** BEGIN EXCERPT TO READ **

You also have a fraction of the spell slots you do in the IE games, though, and that's my main issue. Like Prima Junta said, you do use quite a lot of your abilities in combat so you'll just have to spam rest for no reason after 1-2 battles. What this challenge actually does is reduce the value of good food because it won't last that long due to the rest spamming.
 

Dyspaire

Cipher
Joined
Sep 26, 2008
Messages
285
Location
Relative
I recently fired up Deadfire again properly, first time in a couple of years. Tried it in turn-based mode. Guess what? It's much better than I remembered. I'm pretty sure Josh's balance stick has done it a power of good. I've just been wandering around the Deadfire murdering things and pretty much ignoring the story and it's a quite a lot of fun. I still have some beefs with it, but overall it's really not bad. I also recently replayed Pillars 1 and man is the combat in it a giant opaque clusterfuck by comparison. Josh also seems to have done something to the relationship flags, the party isn't trying to jump on my cock the minute I meet them anymore. I've been playing with more sidekicks in the party though, which helps; they're also much better written than the companions.

** END EXCERPT TO READ **

(EXERCISE AIM): In the forum excerpt, list every profile field label shown under the name "Dyspaire" together with its value. Work from the forum excerpt alone.

** BEGIN PROVIDED RECORDS **

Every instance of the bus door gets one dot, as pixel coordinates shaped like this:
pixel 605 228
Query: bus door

** END PROVIDED RECORDS **
** BEGIN PROVIDED RECORDS **

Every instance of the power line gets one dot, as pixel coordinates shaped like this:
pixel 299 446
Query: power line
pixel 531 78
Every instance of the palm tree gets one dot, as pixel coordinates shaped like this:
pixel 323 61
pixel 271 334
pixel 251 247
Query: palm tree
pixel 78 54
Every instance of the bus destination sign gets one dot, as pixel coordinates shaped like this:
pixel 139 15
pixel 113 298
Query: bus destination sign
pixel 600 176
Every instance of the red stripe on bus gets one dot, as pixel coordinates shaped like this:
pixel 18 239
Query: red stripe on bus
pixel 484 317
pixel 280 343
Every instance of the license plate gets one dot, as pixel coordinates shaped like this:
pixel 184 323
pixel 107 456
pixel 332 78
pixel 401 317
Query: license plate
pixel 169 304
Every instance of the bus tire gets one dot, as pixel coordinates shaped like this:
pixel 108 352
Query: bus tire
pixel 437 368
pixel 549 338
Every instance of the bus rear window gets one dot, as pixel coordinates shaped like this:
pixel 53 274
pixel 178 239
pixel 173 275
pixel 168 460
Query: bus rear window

** END PROVIDED RECORDS **
** BEGIN PROVIDED RECORDS **

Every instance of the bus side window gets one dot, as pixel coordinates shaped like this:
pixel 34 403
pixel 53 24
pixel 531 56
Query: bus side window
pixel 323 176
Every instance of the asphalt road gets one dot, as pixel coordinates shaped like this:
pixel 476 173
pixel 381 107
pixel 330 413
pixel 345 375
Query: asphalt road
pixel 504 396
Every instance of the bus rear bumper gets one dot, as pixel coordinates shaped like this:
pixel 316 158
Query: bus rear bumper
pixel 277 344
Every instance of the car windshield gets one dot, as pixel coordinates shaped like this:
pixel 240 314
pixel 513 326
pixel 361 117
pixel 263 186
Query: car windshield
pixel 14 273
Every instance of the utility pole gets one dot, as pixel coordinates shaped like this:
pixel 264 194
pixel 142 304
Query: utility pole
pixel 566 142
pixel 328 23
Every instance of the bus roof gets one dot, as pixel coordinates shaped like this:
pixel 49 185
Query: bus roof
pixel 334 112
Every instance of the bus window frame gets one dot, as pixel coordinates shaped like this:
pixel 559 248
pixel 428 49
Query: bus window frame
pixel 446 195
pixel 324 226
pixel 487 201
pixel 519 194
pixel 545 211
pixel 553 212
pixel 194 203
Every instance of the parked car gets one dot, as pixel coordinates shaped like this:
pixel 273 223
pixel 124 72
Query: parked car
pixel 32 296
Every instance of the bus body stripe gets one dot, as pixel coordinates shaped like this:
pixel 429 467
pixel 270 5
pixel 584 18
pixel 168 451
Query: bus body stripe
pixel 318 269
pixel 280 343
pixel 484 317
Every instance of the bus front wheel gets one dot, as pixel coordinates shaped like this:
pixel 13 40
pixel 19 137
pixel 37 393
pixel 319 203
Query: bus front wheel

** END PROVIDED RECORDS **

(WORKED ANSWER):
Joined: Sep 26, 2008
Messages: 285
Location: Relative